● Given entries
□ □ □ □ □ □ □
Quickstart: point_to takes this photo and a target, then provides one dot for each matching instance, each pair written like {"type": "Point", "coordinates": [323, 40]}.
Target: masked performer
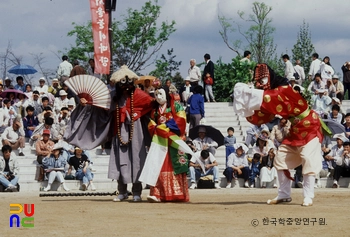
{"type": "Point", "coordinates": [167, 164]}
{"type": "Point", "coordinates": [303, 144]}
{"type": "Point", "coordinates": [90, 127]}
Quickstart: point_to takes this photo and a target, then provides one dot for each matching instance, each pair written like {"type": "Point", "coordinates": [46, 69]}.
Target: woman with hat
{"type": "Point", "coordinates": [54, 166]}
{"type": "Point", "coordinates": [80, 162]}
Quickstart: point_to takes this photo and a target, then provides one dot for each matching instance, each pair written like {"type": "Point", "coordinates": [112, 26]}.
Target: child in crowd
{"type": "Point", "coordinates": [254, 170]}
{"type": "Point", "coordinates": [229, 141]}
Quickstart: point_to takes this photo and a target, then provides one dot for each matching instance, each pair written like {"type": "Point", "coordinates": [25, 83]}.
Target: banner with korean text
{"type": "Point", "coordinates": [99, 20]}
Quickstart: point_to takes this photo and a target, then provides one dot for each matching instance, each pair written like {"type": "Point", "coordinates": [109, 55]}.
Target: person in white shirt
{"type": "Point", "coordinates": [42, 88]}
{"type": "Point", "coordinates": [14, 136]}
{"type": "Point", "coordinates": [289, 69]}
{"type": "Point", "coordinates": [203, 163]}
{"type": "Point", "coordinates": [64, 69]}
{"type": "Point", "coordinates": [300, 70]}
{"type": "Point", "coordinates": [315, 66]}
{"type": "Point", "coordinates": [326, 70]}
{"type": "Point", "coordinates": [194, 73]}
□ □ □ □ □ □ □
● Try it
Your answer should be the lines from the one containing "Target: child in crowd" through the end of the records, both included, output exactly and with nothing added.

● Response below
Target: child in crowd
{"type": "Point", "coordinates": [254, 170]}
{"type": "Point", "coordinates": [229, 141]}
Quickstart: point_to takes this photo and a target, then provides one dot for each matching instance, each pair written like {"type": "Point", "coordinates": [25, 83]}.
Target: banner with korean text
{"type": "Point", "coordinates": [99, 20]}
Quickstart: point_to takes this photo and a target, then provides one dot for each matching instance, each pair written like {"type": "Point", "coordinates": [109, 55]}.
Target: person in white shirt
{"type": "Point", "coordinates": [42, 88]}
{"type": "Point", "coordinates": [14, 136]}
{"type": "Point", "coordinates": [289, 69]}
{"type": "Point", "coordinates": [203, 163]}
{"type": "Point", "coordinates": [64, 69]}
{"type": "Point", "coordinates": [300, 70]}
{"type": "Point", "coordinates": [315, 66]}
{"type": "Point", "coordinates": [326, 70]}
{"type": "Point", "coordinates": [194, 73]}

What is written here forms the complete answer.